▶ Information shown:
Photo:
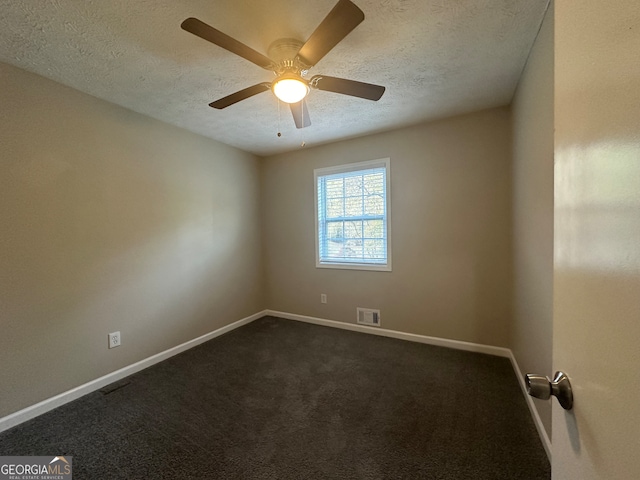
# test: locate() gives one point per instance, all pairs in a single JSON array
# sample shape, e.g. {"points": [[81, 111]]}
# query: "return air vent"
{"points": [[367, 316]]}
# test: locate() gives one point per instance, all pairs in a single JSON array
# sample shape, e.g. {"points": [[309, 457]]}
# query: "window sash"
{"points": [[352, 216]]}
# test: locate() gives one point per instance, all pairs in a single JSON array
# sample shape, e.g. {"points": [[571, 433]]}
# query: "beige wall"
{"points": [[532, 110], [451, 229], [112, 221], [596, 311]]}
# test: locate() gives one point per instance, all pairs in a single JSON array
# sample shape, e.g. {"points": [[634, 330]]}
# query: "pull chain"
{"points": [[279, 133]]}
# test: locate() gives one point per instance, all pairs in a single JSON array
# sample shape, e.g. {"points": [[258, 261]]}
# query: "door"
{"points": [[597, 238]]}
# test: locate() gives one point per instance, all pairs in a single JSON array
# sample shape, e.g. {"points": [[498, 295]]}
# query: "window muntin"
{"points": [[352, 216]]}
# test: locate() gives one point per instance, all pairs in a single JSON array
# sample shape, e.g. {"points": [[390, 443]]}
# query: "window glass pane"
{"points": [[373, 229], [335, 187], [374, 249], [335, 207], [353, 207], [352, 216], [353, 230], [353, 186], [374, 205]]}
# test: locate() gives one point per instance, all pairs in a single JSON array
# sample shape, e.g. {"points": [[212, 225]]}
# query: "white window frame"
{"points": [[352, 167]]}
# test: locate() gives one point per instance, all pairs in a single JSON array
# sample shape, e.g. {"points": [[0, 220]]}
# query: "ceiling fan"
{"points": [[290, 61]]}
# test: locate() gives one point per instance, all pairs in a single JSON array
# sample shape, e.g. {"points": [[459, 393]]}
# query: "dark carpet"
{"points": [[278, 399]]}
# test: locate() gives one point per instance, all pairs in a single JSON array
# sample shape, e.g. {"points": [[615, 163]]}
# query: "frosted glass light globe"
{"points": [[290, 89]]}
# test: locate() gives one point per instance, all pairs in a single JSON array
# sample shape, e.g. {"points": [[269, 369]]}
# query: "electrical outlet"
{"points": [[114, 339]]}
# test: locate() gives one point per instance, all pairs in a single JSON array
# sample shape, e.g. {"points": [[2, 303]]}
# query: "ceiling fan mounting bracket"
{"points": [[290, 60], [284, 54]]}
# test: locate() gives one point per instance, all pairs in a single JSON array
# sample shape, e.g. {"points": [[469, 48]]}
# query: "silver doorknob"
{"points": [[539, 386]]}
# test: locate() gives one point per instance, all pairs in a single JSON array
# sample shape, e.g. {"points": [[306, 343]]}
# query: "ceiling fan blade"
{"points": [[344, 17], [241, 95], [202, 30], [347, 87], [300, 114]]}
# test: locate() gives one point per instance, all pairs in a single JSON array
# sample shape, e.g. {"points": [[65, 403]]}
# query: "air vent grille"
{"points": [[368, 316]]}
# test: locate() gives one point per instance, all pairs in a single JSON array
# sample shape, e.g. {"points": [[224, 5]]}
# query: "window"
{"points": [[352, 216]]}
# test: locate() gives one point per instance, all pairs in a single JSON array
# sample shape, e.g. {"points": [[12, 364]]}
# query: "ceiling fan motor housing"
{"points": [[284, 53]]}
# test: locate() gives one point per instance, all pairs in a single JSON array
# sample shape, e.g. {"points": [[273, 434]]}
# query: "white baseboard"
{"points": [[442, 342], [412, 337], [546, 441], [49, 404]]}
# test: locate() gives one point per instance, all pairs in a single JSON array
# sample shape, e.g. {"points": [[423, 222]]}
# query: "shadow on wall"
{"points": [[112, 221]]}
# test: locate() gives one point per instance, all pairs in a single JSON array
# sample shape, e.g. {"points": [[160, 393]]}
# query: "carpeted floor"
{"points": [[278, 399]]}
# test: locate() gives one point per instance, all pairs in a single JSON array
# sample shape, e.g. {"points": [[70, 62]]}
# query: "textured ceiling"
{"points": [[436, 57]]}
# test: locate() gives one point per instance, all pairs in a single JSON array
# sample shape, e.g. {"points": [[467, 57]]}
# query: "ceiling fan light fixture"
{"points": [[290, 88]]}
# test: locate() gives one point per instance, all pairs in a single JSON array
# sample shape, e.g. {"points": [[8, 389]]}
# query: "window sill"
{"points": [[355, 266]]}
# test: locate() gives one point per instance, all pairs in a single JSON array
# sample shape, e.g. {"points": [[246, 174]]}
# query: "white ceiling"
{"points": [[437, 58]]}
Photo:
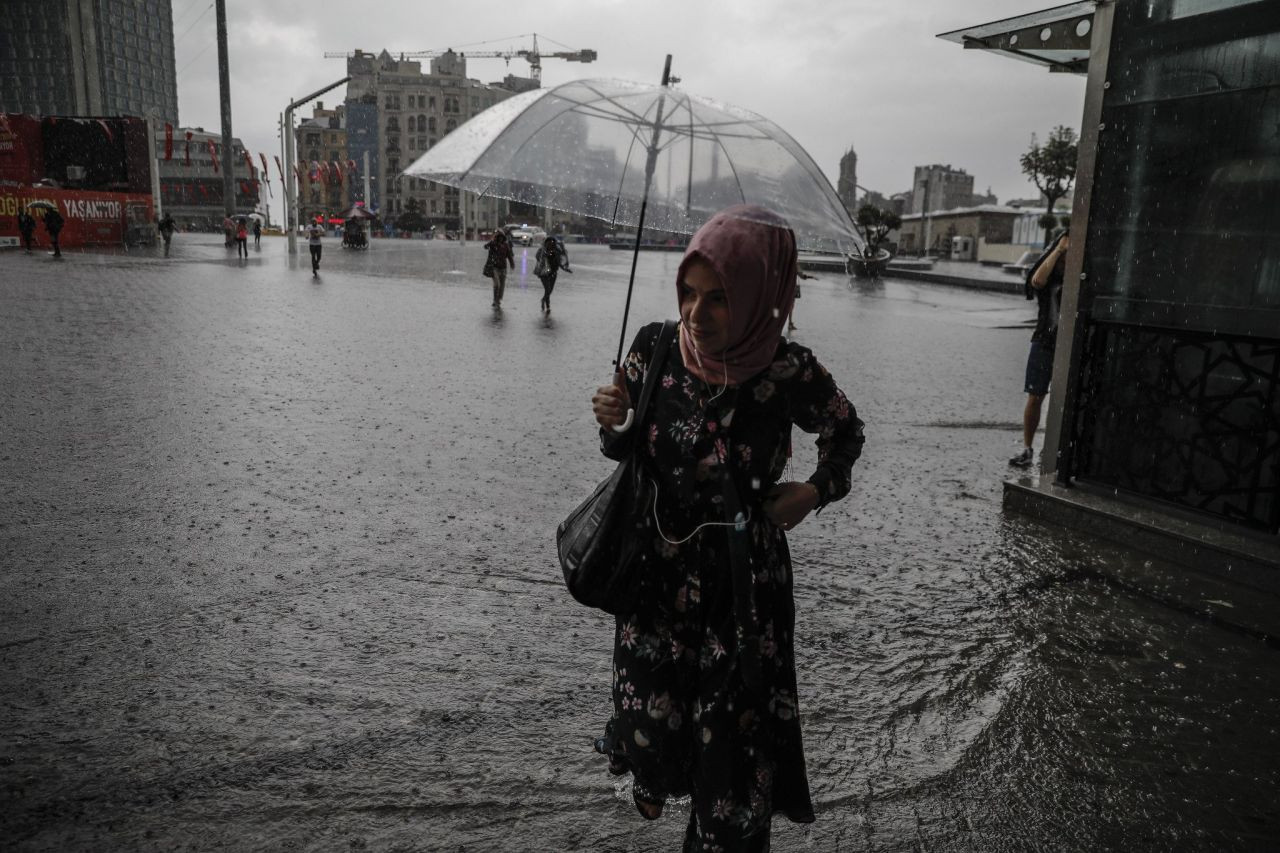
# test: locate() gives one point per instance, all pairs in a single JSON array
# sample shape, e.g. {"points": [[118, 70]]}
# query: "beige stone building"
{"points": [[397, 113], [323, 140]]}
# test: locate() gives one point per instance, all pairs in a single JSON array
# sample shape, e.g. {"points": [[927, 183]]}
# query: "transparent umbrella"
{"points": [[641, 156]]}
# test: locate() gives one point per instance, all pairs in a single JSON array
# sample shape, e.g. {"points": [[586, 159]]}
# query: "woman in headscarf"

▶ Exercise instructions: Repeat the records word for word. Any picture in them should be left out.

▶ Written response:
Photo:
# test: locate() gives one point per instance, all pairs in a single JSON array
# sample shape, e.g. {"points": [[81, 111]]}
# query: "return air vent"
{"points": [[367, 316]]}
# test: locate() gives one point per instance, all pairs in a single JSON array
# sample shape, e.g. {"points": [[309, 457]]}
# query: "window sash"
{"points": [[352, 216]]}
# test: locate() gives one point per instance, all pairs in a single JSON array
# sample shape, e.g. {"points": [[571, 433]]}
# query: "beige wall"
{"points": [[532, 110], [451, 229], [112, 221], [596, 311]]}
# test: locate() gives one point per instance, all pairs in a single JSON array
# sample shape, e.g. {"points": [[634, 330]]}
# query: "pull chain"
{"points": [[279, 133]]}
# test: locate() gives one point per instance, all pairs in a single JSON array
# sample shape, e.g. {"points": [[258, 261]]}
# query: "door"
{"points": [[597, 238]]}
# test: locate() gives one point per instance, all pairs in a single JSON array
# sample shape, e.g. {"points": [[498, 295]]}
# query: "window muntin"
{"points": [[352, 216]]}
# test: locate() gives one point per instance, all pairs in a single JSON array
# sample shape, e.g. {"points": [[390, 443]]}
# query: "window glass pane"
{"points": [[373, 229], [335, 187], [374, 249], [335, 207], [353, 207], [352, 216], [353, 230], [353, 186], [374, 205]]}
# test: locate() gives one point per instance, all pairs in a single JSON array
# sample shape, e.g. {"points": [[212, 225]]}
# query: "white window frame"
{"points": [[352, 167]]}
# test: locate() gives one point per instance, all pairs in a single JSON array
# sample shape, e.g. {"points": [[0, 220]]}
# query: "ceiling fan"
{"points": [[290, 61]]}
# test: locate() gives one point per instance, all pairs in a single JSON array
# sample shape, e.g. {"points": [[459, 393]]}
# query: "dark carpet"
{"points": [[278, 399]]}
# test: locate() gives one point per instance, all pairs in a single JSON array
# sample shape, e.g. {"points": [[615, 163]]}
# query: "frosted glass light globe"
{"points": [[290, 89]]}
# test: locate() gives one point per instance, all pairs in a single JSON array
# sample shape, e.g. {"points": [[269, 369]]}
# query: "electrical outlet"
{"points": [[114, 339]]}
# test: locate() gives one point per instance, all pairs in a single JSON array
# sample shape, e.g. {"points": [[2, 303]]}
# query: "ceiling fan mounting bracket"
{"points": [[290, 60], [284, 54]]}
# test: locate() gives one point per instance, all pairs in a single JSON array
# sample shape, e.g. {"points": [[469, 48]]}
# query: "silver doorknob"
{"points": [[539, 386]]}
# test: locate() gives one point per instance, all pairs in a single JSON array
# sample shape, e.g. {"points": [[306, 343]]}
# query: "ceiling fan blade"
{"points": [[344, 17], [241, 95], [202, 30], [347, 87], [300, 114]]}
# test: locate() gives one point per instance, all pairs in a single JSON array
# sample shape, e.g. {"points": [[65, 403]]}
# query: "air vent grille"
{"points": [[368, 316]]}
# test: locate() gives one point per instance, all pairs in a single JSON array
# sample shape, e.g. {"points": [[224, 5]]}
# query: "window"
{"points": [[352, 216]]}
# test: locate() gives one point per instance, all pairs in a single JSON array
# sample shape, e.g. {"points": [[12, 364]]}
# query: "ceiling fan motor housing"
{"points": [[284, 53]]}
# test: locate() gives one point per instance, all pairs in a single JSON array
# sample shape, e.g. {"points": [[273, 434]]}
# query: "white baseboard"
{"points": [[442, 342], [412, 337], [546, 441], [49, 404]]}
# test: locate() gives one point per instance, all pairs in a single JSON array
# sample shape, e.g. {"points": [[423, 222]]}
# query: "shadow on wall"
{"points": [[112, 221]]}
# test: locate() gives one point per instance, all pairs in a single JSON array
# sample shape, e.g. {"points": [[160, 393]]}
# query: "carpeted floor"
{"points": [[278, 399]]}
# test: locate() gives one point per instance, all pairs in a single JSON array
# sample shape, e.g. {"points": [[70, 62]]}
# query: "textured ceiling"
{"points": [[436, 57]]}
# test: locate() gives one point per instance, all pairs in a single JSON array
# sample shape, e.g. {"points": [[467, 57]]}
# query: "ceiling fan light fixture"
{"points": [[290, 88]]}
# test: locate() gives one point per instance, all pairs in a single JSON array
# sample shape, e.g. {"points": [[8, 389]]}
# query: "window sill"
{"points": [[355, 266]]}
# test: locate() gives one point per instance, all pairs in a single JSON array
# sample shape, e.g. {"points": [[246, 174]]}
# query: "white ceiling"
{"points": [[437, 58]]}
Photo:
# test: locate() gives one point per instance, all pairs in a single JSON array
# sample shape, e.g. {"points": [[118, 70]]}
# query: "beige stone building"
{"points": [[397, 113], [323, 140]]}
# test: locate() gives one point per instance, all pairs in a single JSON array
# sample shape, e.g. {"points": [[927, 183]]}
# query: "transparent umbrella"
{"points": [[641, 156]]}
# test: locate() gives one point per instance, all pairs in a single JSON array
# sample shape, e.g. {"points": [[586, 159]]}
# query: "woman in headscarf"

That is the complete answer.